[Point labeling dataset excerpts]
************

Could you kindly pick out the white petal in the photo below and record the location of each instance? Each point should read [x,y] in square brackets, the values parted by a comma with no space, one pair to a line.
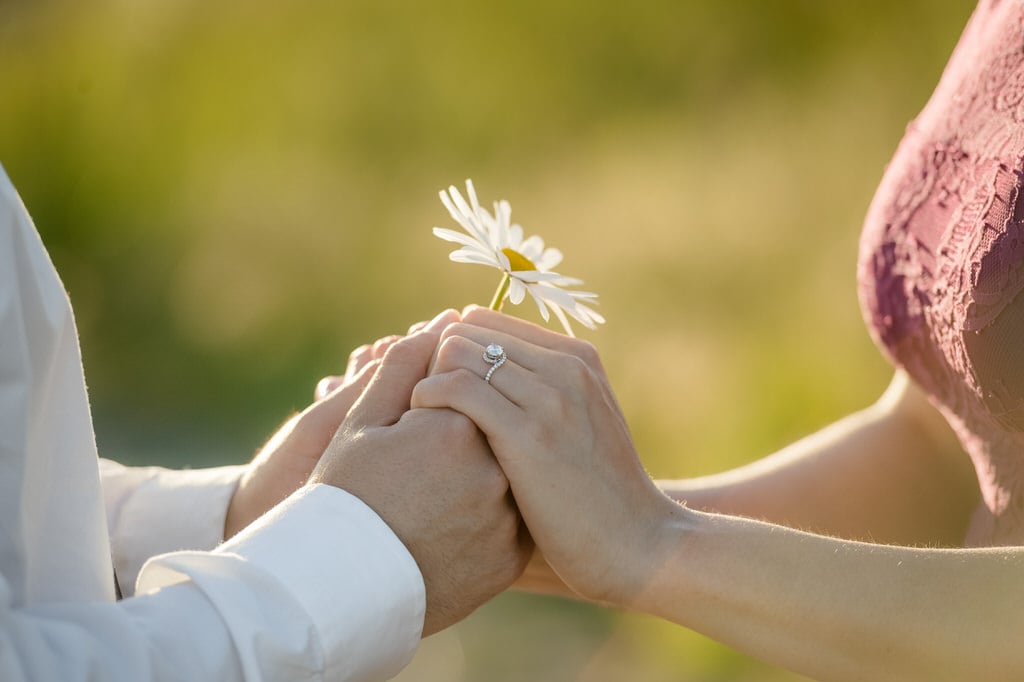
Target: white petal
[549,259]
[458,238]
[538,275]
[472,196]
[531,248]
[515,237]
[540,304]
[465,256]
[563,321]
[517,291]
[503,214]
[461,203]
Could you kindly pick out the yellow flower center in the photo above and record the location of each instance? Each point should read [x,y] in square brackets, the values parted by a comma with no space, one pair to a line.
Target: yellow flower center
[517,261]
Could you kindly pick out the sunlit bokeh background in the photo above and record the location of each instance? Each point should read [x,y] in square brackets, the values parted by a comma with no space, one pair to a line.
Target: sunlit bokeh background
[237,194]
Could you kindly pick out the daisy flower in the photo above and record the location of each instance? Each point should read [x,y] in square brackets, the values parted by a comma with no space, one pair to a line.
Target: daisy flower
[493,240]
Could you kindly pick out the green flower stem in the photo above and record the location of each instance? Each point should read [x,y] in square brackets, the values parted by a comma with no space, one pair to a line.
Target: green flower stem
[503,289]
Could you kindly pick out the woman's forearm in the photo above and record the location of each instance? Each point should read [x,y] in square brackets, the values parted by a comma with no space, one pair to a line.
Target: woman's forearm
[892,473]
[838,609]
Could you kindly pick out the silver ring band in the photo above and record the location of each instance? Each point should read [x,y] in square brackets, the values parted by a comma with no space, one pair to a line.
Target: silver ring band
[494,355]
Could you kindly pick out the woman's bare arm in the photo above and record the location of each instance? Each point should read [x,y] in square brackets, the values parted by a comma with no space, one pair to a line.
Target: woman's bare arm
[893,473]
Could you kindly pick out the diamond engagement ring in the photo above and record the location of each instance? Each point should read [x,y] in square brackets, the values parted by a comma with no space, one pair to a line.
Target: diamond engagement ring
[494,355]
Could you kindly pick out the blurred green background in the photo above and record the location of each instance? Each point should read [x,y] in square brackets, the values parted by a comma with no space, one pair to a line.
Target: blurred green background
[237,194]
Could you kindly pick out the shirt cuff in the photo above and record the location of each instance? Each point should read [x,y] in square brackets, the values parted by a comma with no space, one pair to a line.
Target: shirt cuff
[165,510]
[342,565]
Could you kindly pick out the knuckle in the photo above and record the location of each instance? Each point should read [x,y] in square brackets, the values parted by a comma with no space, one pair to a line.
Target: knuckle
[454,352]
[459,425]
[587,352]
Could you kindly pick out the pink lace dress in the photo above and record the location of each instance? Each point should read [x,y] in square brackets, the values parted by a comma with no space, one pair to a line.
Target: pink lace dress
[941,264]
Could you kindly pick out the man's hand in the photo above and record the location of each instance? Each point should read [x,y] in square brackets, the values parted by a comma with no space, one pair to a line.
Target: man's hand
[289,457]
[431,477]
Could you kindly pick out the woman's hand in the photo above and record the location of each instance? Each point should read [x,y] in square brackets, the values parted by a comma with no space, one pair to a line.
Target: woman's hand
[553,423]
[287,460]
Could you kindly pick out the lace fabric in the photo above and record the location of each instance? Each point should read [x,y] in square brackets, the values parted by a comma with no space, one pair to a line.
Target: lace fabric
[941,265]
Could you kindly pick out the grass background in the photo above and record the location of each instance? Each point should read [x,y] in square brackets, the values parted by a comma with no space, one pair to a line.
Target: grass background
[237,194]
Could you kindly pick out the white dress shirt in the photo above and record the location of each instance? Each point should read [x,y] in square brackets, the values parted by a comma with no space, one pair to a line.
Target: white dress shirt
[320,588]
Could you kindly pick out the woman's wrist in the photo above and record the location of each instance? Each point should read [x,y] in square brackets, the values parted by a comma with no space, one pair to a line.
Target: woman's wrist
[654,553]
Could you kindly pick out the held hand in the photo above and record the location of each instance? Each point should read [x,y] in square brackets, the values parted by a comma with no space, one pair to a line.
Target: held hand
[431,477]
[288,458]
[554,425]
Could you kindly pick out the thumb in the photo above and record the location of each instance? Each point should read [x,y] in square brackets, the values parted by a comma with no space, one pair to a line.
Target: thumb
[404,364]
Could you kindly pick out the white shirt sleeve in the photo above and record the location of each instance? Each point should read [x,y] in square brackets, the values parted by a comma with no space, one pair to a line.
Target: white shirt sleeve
[152,510]
[318,589]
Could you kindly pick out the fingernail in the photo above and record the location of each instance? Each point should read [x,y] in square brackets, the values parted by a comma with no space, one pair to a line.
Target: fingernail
[327,385]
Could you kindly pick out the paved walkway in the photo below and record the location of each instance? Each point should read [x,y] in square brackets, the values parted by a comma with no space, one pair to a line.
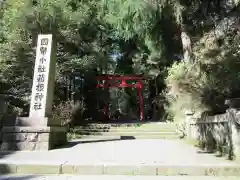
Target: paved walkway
[125,151]
[62,177]
[109,156]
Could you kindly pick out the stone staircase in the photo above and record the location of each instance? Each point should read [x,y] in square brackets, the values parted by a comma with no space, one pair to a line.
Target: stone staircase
[126,131]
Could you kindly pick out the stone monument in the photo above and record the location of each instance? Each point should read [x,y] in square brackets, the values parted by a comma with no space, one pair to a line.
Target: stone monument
[39,131]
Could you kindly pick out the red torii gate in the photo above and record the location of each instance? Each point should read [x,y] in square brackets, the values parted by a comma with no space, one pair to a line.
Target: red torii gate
[123,79]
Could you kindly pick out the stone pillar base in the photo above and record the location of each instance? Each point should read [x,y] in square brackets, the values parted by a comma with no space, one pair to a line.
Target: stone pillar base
[32,138]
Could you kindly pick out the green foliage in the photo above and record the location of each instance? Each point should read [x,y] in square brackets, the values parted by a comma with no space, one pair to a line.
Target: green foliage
[206,84]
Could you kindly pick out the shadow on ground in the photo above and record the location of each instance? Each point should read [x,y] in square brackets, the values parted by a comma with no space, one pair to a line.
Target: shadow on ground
[5,177]
[86,141]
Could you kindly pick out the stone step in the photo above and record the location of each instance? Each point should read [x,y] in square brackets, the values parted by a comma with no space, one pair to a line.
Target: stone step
[126,133]
[120,169]
[111,177]
[79,129]
[149,126]
[126,137]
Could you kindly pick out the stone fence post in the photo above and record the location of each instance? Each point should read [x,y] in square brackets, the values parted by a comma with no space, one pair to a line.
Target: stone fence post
[234,126]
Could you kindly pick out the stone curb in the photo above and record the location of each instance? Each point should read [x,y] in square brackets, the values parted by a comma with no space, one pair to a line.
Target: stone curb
[114,169]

************

YOUR GOAL —
Print every entry above again without changing a word, and omit the pictures.

WRITTEN RESPONSE —
Could you kindly pick out the white petal in the photo below and record the location of each instance? Each point should read [x,y] in square brackets, the values parted by a comma with no space, one pair to a line.
Target: white petal
[549,259]
[458,238]
[538,275]
[472,196]
[531,248]
[515,237]
[540,304]
[465,256]
[563,321]
[517,291]
[503,214]
[461,203]
Could you kindly pick out the yellow flower center in the photo above and record the location of each instance? Each point should read [x,y] in square brackets, the values parted by a comma with no space, one pair to a line.
Target: yellow flower center
[517,261]
Could you kindly pick out the sunlit bokeh background in the photo above and record the location of each instance? Each point should read [x,y] in square brackets, the values parted by a comma with no space, one pair to a line.
Target: sunlit bokeh background
[237,194]
Could you kindly pick out the daisy flower in the photo above and record the location of each instance? Each point should read [x,y] in square brackets, the values parted by a comma with no space, one pair to a line.
Target: daisy flower
[493,240]
Could you kindly pick out the green flower stem in the photo above and record the location of each instance? Each point should read [x,y] in square brackets, the values parted by a comma with no space, one pair to a line.
Target: green flower stem
[503,289]
Could you kindly pick out the woman's forearm in the photo above and record the location of each instance? Each point should read [x,y] in square brackets, the values parted by a comma with no space, one pair to a line.
Target: woman's forearm
[892,473]
[838,609]
Could you kindly pick out the silver ring band in the photo above and record the location of each instance? Each point should read [x,y] in square brackets, the values parted by a comma with no space, one pair to a line.
Target: silver ring band
[494,355]
Could you kindly pick out the woman's bare arm in the photo above and record the location of each instance? Each point should read [x,y] in square brackets, the values parted by a comma with no space, one pair to a line.
Target: woman's bare arm
[893,473]
Could you kindly pick out the diamond engagement ring in the photo above and record the location of each instance? Each point should read [x,y] in square brackets, the values parted by a comma with no space, one pair to a line.
Target: diamond engagement ring
[494,355]
Could you kindly pick out the blurred green background in the photo above and record the location of each instance? Each point should read [x,y] in square brackets, the values parted by a comma with no space, one pair to a line.
Target: blurred green background
[237,194]
Could you kindly pick out the shirt cuff in the photo above and record the location of each instance? Each point should read [x,y] in square brackets, the values parted by a comma with no space, one pair to a line.
Target: shirt cuff
[165,510]
[342,565]
Could you kindly pick out the knuckle in the photo above and record the location of each instance? Each point should read [x,y] in square brackets, the values parted by a comma with no space, one pair to a line.
Target: knuckle
[454,352]
[459,425]
[587,352]
Could you kindly pick out the pink lace dress in the photo above and record the location of each instance? Each point should read [x,y] in square brackets, the values parted by a comma with no space, one pair to a line.
Target: pink lace dress
[941,264]
Could you kindly pick out the man's hand in the photo above and record the location of each instance? Each point should read [x,y] in square brackets, the values parted by a comma with no space, one pair to a line.
Target: man's hand
[289,457]
[431,477]
Could you kindly pick out the woman's hand in the photo above and record the location of each instance? Each point should read [x,y] in square brackets, the values parted by a comma with no space, one pair to a line.
Target: woman's hand
[553,423]
[287,460]
Could you kindly pick out the lace fabric in the photo above and record the location of each instance? Each point should read [x,y] in square brackets, the values parted by a comma with no space, one pair to a line.
Target: lace fabric
[941,265]
Could you kindly pick out the grass background in the photo above and record the location of each instance? Each point should read [x,y] in square brackets, the values parted by a comma with no space, one pair to a line.
Target: grass background
[237,194]
Could you kindly pick out the white dress shirt in the photo above and record the location of each instance? Each point should read [x,y] in square brackets, the values parted by a comma with no space, one pair to a line.
Target: white dress shirt
[320,588]
Could you kindly pick out the woman's wrist in the photo above and record the location of each instance? Each point should read [x,y] in square brackets, the values parted by a comma with no space, one pair to a line.
Target: woman's wrist
[654,553]
Could you kindly pick out the held hand in the photo above and record the location of each instance? Each point should read [x,y] in square brackets, the values parted by a comma with no space, one pair to a line.
Target: held hand
[431,477]
[288,458]
[554,425]
Could you kindly pick out the thumb in the photo above and record the location of each instance? Each point should read [x,y] in square brackets, the values parted by a comma with no space, one pair to a line.
Target: thumb
[404,364]
Could you kindly pick out the white shirt sleeve in the photo above and record the location of each instance? Each point should read [x,y] in square brackets, the values parted by a comma with no space, one pair to a line.
Target: white shirt sleeve
[152,510]
[318,589]
Could you kindly pick out the fingernail in the photo above and record the location of each instance? Each point should read [x,y] in square brackets, the values parted by a comma with no space, one pair to a line.
Target: fingernail
[327,385]
Could you kindly pick out the paved walkway in the photo below and record the location of each instance? Each point should read [x,y] in square brackets, the values parted by a comma with no space, one pair to a line.
Target: paved walkway
[125,151]
[62,177]
[109,156]
Could you kindly pick out the stone staircase in the photo above and record the location of each instance? Each point should read [x,y] in square brackets, the values parted by a comma with no space, one pair to a line.
Target: stone staircase
[126,131]
Could you kindly pick out the stone monument in the photo above and record the location of each instance? Each point should read [x,y] in square brackets, the values parted by a comma with no space, one pair to a line.
Target: stone monument
[39,131]
Could you kindly pick out the red torii gate in the photo above and record the location of each instance? Each point should read [x,y] in square brackets, the values parted by a comma with no space, one pair to a line.
Target: red torii gate
[123,79]
Could you kindly pick out the stone pillar base in the photo above and record the location of each instance? Each point should read [x,y] in square brackets, the values parted by a comma with no space, one pair to a line.
Target: stone pillar base
[32,138]
Could you kindly pick out the green foliage in the photo above and record the location of each instance? Each point should read [x,y] in square brackets, the values parted by a comma with no space, one pair to a line.
Target: green foliage
[206,84]
Could you kindly pick out the shadow on ground in the photo above and record the location of each instance? Each point should read [x,y] in square brackets, the values parted by a comma with no space, one pair to a line.
Target: shadow on ground
[5,177]
[86,141]
Could you kindly pick out the stone step in the photo above and record the location of each instance? Each point should read [x,y] in square brackets, the values parted by a comma with no space, one pair to a line.
Target: stone step
[126,133]
[120,169]
[111,177]
[79,129]
[149,126]
[126,137]
Could you kindly pick out the stone fence post in the photo above and record the location of each instance? Each point should read [x,y] in square brackets, the values parted by a comma with no space, one pair to a line.
Target: stone fence post
[234,126]
Could you kindly pick out the stone curb in the photo above and record the location of each instance? Each point should read [x,y] in square brackets, the values parted by a comma with no space, one pair to a line.
Target: stone curb
[114,169]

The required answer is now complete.